(Texto para leitura):
━━━━━━━━━━

Concorrentes se unem em iniciativa para promover a reciclagem de tênis usados

Empresas como Brooks e New Balance estão se juntando para criar a tecnologia de reciclagem de calçados do futuro

reciclagem de tênis usados
Créditos: Harvepino/ Getty Images/ Adrian Regeci/ Kostiantyn Li/ Unsplash

Elizabeth Segran 4 minutos de leitura

Todos os anos, a indústria de calçados – que movimenta cerca de US$ 463 bilhões – produz 20 bilhões de pares de sapatos para uma população de oito bilhões de pessoas. Como quase nenhum desses calçados é reciclável, a maioria acaba em aterros sanitários pelo mundo afora.

Há décadas, o setor da moda tenta criar produtos que possam ser reciclados. Mas, no caso dos calçados, o desafio é bem maior do que com roupas. Um único par de tênis pode ter até 50 materiais diferentes – de palmilhas de espuma a cabedais de couro –, todos colados com substâncias adesivas difíceis de dissolver.

Mas uma solução pode estar a caminho. Um grupo de especialistas em sustentabilidade quer tornar a reciclagem de calçados tão comum quanto a de papel ou alumínio. A proposta? Uma colaboração inédita entre as maiores concorrentes do setor.

Yuly Fuentes-Medel, especialista em sustentabilidade da moda que atua no Climate Project, do Instituto de Tecnologia de Massachusetts (MIT), nos EUA, acaba de lançar a The Footwear Collective, uma organização sem fins lucrativos criada para desenvolver soluções circulares para a indústria de calçados. Ela já reuniu 11 grandes marcas – entre elas Brooks, On, New Balance e Steve Madden – e quer atrair ainda mais participantes.

“A indústria de calçados é extremamente competitiva e essas empresas são rivais diretas”, observa Fuentes-Medel. “Mas, ao dividir custos, dados e infraestrutura, elas podem alcançar metas que, sozinhas, não conseguiriam.”

━━━━━━━━━━

Dados de anotação da localização de objetos:
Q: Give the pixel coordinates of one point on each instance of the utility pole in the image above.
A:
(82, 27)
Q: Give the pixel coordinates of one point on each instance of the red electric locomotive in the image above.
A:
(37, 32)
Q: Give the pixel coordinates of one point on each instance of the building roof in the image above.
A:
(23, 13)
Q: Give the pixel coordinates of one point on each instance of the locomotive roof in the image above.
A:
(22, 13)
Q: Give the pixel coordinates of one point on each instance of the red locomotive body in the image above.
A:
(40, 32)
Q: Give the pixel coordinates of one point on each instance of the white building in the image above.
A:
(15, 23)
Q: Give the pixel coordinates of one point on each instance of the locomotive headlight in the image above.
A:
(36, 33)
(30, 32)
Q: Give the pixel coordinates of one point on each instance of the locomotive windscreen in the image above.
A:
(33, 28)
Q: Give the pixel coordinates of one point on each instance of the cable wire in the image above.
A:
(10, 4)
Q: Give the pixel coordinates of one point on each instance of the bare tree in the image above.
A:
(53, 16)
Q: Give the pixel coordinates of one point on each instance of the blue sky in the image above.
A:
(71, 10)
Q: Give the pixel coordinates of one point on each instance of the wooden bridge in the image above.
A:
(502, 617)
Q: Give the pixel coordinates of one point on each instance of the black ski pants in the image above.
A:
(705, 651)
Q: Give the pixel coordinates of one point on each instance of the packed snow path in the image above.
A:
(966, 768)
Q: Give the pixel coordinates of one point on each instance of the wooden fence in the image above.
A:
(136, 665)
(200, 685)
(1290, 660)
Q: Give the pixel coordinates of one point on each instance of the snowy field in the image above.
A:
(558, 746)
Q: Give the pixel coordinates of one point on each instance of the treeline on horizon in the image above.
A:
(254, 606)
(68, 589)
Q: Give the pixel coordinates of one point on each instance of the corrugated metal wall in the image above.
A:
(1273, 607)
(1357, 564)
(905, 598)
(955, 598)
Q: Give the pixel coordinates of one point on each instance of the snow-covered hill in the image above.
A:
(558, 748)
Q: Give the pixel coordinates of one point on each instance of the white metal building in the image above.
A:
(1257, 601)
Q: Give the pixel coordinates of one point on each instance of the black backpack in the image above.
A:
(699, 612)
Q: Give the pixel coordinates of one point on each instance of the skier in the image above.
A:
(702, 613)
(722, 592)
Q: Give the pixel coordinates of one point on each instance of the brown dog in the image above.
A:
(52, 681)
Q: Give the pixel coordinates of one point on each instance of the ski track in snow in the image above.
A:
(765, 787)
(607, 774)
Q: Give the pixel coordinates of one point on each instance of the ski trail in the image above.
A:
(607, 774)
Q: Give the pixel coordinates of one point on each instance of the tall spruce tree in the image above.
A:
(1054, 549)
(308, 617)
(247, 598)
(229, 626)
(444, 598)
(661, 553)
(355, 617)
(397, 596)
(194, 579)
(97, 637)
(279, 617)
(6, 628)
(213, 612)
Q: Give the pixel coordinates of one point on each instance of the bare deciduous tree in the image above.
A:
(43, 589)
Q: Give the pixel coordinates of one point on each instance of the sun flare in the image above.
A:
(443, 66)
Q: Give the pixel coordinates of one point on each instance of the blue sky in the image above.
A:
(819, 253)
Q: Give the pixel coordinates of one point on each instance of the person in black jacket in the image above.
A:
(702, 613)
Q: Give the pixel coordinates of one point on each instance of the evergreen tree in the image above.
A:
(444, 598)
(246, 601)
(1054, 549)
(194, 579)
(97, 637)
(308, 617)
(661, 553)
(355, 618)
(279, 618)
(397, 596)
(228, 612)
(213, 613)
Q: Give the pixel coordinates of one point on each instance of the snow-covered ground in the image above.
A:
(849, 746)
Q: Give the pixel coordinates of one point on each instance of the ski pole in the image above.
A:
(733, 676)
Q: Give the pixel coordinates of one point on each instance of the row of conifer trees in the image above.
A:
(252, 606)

━━━━━━━━━━

(Tarefas propostas):
**A)** Reescreva de forma mais breve o parágrafo do texto sobre a reciclagem de tênis que começa com "Há décadas, o setor da moda", mantendo seus fatos principais.
**B)** Edite o trecho do texto sobre a reciclagem de tênis entre "Mas uma solução" e "concorrentes do setor.", inclusive, substituindo "alumínio" por "vidro".

(Respostas):
**A)** O setor da moda tenta há décadas criar produtos recicláveis, mas com calçados o desafio é maior do que com roupas: um par de tênis pode ter até 50 materiais diferentes, como palmilhas de espuma e cabedais de couro, todos colados com adesivos difíceis de dissolver.

**B)**
Mas uma solução pode estar a caminho. Um grupo de especialistas em sustentabilidade quer tornar a reciclagem de calçados tão comum quanto a de papel ou vidro. A proposta? Uma colaboração inédita entre as maiores concorrentes do setor.